#### Texte source
Malgré le plan d'aide aux banques, les bourses terminaient dans le rouge lundi soir. L'Italie était attaquée à son tour par les marchés financiers, et ses taux ainsi que les taux espagnols subissaient leur plus forte hausse depuis un mois. Les marchés ont-ils pris position dans le combat engagé par l'Allemagne contre les pays débiteurs ?


Jean-Marc Daniel
:
Les marchés financiers commencent à se lasser des résolutions européennes. Même sur les emprunts allemands, une certaine défiance est en train de naître. Certains vont même jusqu'à préférer acheter du dollar ! Avoir des papiers européens, c'est avoir de l'euro, et quand on regarde les tendances à moyens termes (zone euro explose ou euro s'effrite), on peut comprendre pareil comportement.

Les marchés européens, eux continuent à acheter de la dette allemande, car quitte à ce que la zone euro explose, ils préfèrent être détenteurs d'euro-marks. Mais toujours sur des périodes de court terme, de 6 mois à 2 ans.

Mais la tendance lourde est un repli vers les États-Unis, anticipant un taux de change préférentiel entre dollar et euro à moyen terme. Le dollar est aussi une position politique et économique.


Jean-Paul Betbèze : Le plan d'aide aux banques espagnoles doit être précisé, avec des conditionnalités, ce que les responsables politiques locaux doivent accepter. Ce sera partout pareil : on ne pourra pas avoir plus de solution fédérale sans renoncer à des pouvoir nationaux, sans partager des responsabilités.

On peut toujours rediscuter de plans d'ajustements, donner plus de temps, impliquer plus la BCE... Mais ceci implique plus de conditions et de vérifications, car autrement les rendements n'ont aucune raison de baisser. Au contraire.


Mathieu Mucherie : Le marché veut un gros Quantitative easing(QE, création monétaire) en zone euro, l'achat puis la congélation dans le bilan BCE de 1 000 à 3 000 milliards de titres privés et publics (avec engagement sur le calendrier et taux directeur à 0% pour 3 ans, en prime).

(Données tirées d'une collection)
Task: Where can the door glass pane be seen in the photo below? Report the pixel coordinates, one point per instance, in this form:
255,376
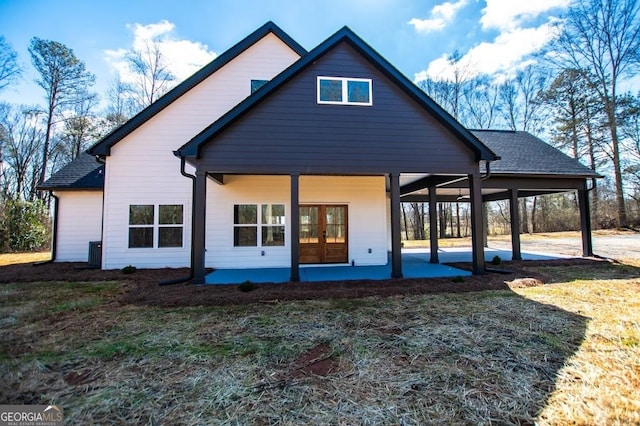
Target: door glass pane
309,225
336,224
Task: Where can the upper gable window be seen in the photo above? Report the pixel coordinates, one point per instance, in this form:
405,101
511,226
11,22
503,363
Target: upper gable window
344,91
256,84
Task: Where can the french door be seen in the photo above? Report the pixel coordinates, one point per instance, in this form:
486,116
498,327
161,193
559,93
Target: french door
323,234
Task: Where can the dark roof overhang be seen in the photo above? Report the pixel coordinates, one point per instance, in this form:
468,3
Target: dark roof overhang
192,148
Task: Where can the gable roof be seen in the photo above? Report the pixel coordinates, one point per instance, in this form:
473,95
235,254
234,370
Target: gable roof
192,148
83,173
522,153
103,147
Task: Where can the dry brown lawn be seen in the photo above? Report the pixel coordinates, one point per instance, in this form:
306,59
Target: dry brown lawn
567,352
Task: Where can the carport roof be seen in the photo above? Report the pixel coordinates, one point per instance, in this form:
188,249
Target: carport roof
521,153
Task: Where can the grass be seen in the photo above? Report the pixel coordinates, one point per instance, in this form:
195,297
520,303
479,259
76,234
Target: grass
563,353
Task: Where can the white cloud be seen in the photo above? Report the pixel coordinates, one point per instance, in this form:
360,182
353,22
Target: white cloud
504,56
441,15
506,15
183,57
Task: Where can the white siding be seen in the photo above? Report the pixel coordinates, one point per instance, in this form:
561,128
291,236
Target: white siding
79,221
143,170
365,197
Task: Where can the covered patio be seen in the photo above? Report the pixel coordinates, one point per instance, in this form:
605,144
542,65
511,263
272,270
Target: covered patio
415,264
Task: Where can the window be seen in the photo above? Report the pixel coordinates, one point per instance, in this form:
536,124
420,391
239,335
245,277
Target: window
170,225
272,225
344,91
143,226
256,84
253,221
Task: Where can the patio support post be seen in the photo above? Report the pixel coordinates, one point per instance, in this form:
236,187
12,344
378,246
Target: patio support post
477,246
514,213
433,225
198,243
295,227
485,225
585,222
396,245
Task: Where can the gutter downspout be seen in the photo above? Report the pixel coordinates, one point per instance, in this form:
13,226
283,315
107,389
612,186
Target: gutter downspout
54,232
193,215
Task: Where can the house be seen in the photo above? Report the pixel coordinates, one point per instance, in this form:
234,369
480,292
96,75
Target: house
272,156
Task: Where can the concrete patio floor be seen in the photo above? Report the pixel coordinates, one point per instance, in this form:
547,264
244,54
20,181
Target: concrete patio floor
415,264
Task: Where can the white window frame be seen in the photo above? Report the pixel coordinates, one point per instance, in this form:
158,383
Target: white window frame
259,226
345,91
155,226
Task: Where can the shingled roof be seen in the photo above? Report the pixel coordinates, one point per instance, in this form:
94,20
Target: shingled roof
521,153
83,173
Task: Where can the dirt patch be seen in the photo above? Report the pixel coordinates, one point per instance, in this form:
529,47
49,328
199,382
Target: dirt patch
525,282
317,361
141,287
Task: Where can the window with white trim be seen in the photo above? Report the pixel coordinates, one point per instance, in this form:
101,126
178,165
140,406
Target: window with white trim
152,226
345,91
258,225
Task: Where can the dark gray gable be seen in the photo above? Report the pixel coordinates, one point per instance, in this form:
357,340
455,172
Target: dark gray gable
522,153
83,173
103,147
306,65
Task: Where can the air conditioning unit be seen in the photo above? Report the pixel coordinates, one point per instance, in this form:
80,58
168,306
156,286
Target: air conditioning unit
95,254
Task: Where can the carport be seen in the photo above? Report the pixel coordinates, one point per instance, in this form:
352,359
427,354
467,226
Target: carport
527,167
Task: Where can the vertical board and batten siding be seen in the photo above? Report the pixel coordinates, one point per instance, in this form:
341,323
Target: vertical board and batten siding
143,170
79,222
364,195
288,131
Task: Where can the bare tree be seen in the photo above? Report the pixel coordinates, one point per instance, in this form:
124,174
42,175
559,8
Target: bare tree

#### Travail demandé
[1] Répondez à ces questions sur le texte consacré aux marchés financiers.
(a) D'après la question d'ouverture, quels taux ont connu leur plus forte hausse depuis un mois ?
(b) Selon Jean-Marc Daniel, sur quelles périodes les marchés européens achètent-ils de la dette allemande ?
(c) Selon Mathieu Mucherie, quel montant de titres le marché souhaite-t-il voir acheté puis congelé dans le bilan de la BCE ?
[2] Rédigez la suite du texte consacré aux marchés financiers, en partant de sa dernière phrase.

#### Réponses par consigne
[1]
(a) Les taux italiens et les taux espagnols.
(b) Sur des périodes de court terme, de 6 mois à 2 ans.
(c) De 1 000 à 3 000 milliards de titres privés et publics.

[2]
Le marché attaquera tant qu'il n'aura pas obtenu cette mesure de bons sens qui a été obtenu ailleurs (regardez les taux américain...), qui n'est pas du tout inflationniste dans le contexte (déflationniste) actuel, et qui n'est pas contraire aux statuts (qu'est-ce que le SMP de la BCE depuis 2 ans sinon un petit QE ? Et les covered bonds ?). Et qui ferait baisser l'euro (une bénédiction pour les PIGS et pas seulement pour eux) ?

La guerre larvée entre l'Allemagne et les autres intéresse peu le marché, qui souhaite avant tout que l'on évite la spirale japonaise au Nord, et la spirale argentine au Sud. Le marché voudrait - aussi - enfin gagner de l'argent sur les actions, et en particulier sur les bancaires, ce qui passe aussi par un gros QE. La capitulation de la BCE ou la mort, voilà la doctrine du marché qui se moque désormais complètement de toutes les armes de distraction massive (LTRO, PSI, FESF, MES, E-bonds, etc).

L'économie espagnole est au plus bas, frappée simultanément par une crise économique, souveraine et bancaire. L'Italie pourrait être entraînée dans la chute espagnole. N'est-il pas temps, plutôt que de procéder à des LTRO (prêt long terme accordé par la BCE aux banques), d'engager la monétisation des dettes et un grand plan de relance, tous deux portés par la BCE ?


Jean-Marc Daniel
: La BCE n'est pas là pour prendre des plans de relance. Par contre, sur les dettes publiques pourraient être acceptées en refinancement par la BCE, sachant qu'il s'agit d'un actif sûr (perçu comme tel par la BCE). Sur la Grèce, le problème des banques aurait été réglé... La mission de la BCE doit donc être celle du prêteur en dernier ressort, mais attention, pas celle du prêteur unique !

Ensuite, si on veut mener un plan de relance, il vaut revitaliser les entreprises européennes. On le voit bien dans l'Europe du Sud, les taux de marges sont très bas. Si l'État doit faire quelque chose, c'est donc baisser les impôts sur les entreprises, couplée à une hausse concertée de TVA.

Pour terminer, dire simplement aux banques qu'on sauve les banques, mais pas les banquiers ! On garantit les dépôts, mais si certaines banques doivent faire faillite, elles font faillite.


Jean-Paul Betbèze : Dans l'esprit des marchés, Italie et Espagne fonctionnent ensemble, même si l'Italie est plus forte et mieux engagée dans les réformes. C'est la rechute espagnole qui affecte aujourd'hui l'Italie, sans qu'un autre LTRO soit possible.

Dans la situation actuelle, la BCE pourrait intervenir en allongeant les LTRO déjà accordés, et plus encore en soutenant indirectement les banques actuellement en restructuration. Un fonds spécial pourrait ainsi être créé au niveau de la BCE,  qui permettrait de financer les banques centrales dans des programmes spéciaux d'ajustements. Ce serait un pas nouveau de dénationalisation des politiques monétaires dira-t-on, en allant jusqu'à les considérer comme des aides d'État soumises à Bruxelles.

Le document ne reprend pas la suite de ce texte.